TESTO SELEZIONATO >>
Questi aspetti, che sono centrali, trovano ragione d’essere nell’ipotesi che sta alla base dell’ACT: la sofferenza psicologica è dovuta all’evitamento esperienziale, alla fusione con i propri pensieri, al giudizio continuo sui propri pensieri, emozioni e sensazioni e alla mancata accettazione di pensieri, emozioni e sensazioni disturbanti. L’evitamento esperienziale porterà ad evitare situazioni, persone, attività etc capaci di determinare sofferenza o disagio psicologico.

CONSEGNA >> Copia per intero, senza alcuna modifica, il testo sull'ACT e sulla sofferenza psicologica. Attieniti soltanto al testo.

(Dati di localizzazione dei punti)

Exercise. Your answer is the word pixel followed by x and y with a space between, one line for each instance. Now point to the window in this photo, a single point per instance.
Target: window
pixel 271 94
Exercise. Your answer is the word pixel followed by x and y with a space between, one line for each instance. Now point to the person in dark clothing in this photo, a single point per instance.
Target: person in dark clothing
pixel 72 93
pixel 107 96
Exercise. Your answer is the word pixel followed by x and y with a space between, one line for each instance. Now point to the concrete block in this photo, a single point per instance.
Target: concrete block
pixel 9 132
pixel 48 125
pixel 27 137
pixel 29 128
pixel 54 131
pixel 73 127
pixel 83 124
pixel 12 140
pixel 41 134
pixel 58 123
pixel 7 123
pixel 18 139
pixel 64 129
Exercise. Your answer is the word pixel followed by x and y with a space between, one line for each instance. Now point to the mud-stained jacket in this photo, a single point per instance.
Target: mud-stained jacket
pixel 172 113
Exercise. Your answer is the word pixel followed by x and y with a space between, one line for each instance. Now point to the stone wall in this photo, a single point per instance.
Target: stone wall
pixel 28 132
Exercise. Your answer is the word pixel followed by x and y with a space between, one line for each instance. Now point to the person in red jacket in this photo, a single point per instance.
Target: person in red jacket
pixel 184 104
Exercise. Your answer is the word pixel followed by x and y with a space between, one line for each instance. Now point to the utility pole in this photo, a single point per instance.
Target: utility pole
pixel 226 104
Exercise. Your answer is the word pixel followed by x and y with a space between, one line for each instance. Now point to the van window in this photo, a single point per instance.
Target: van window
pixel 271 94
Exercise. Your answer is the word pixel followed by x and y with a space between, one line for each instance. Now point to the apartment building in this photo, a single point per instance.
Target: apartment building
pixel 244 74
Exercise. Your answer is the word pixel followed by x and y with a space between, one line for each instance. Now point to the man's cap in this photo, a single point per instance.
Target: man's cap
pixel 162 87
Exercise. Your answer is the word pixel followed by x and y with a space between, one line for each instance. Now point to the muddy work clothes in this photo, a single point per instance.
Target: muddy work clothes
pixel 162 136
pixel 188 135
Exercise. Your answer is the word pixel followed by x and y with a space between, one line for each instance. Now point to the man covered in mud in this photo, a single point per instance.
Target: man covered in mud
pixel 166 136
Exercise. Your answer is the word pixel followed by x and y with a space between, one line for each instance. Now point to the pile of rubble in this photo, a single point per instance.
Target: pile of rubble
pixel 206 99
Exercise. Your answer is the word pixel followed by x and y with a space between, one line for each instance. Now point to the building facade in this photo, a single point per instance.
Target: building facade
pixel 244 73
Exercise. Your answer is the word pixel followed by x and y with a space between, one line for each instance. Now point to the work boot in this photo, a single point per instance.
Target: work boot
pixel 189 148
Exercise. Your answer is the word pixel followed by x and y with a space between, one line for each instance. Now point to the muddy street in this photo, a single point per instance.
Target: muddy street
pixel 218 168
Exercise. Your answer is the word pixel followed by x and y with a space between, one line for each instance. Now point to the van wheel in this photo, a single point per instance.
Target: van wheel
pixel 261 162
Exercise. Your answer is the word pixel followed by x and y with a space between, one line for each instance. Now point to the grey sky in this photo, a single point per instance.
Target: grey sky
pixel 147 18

LA TUA RISPOSTA >>
Questi aspetti, che sono centrali, trovano ragione d’essere nell’ipotesi che sta alla base dell’ACT: la sofferenza psicologica è dovuta all’evitamento esperienziale, alla fusione con i propri pensieri, al giudizio continuo sui propri pensieri, emozioni e sensazioni e alla mancata accettazione di pensieri, emozioni e sensazioni disturbanti. L’evitamento esperienziale porterà ad evitare situazioni, persone, attività etc capaci di determinare sofferenza o disagio psicologico.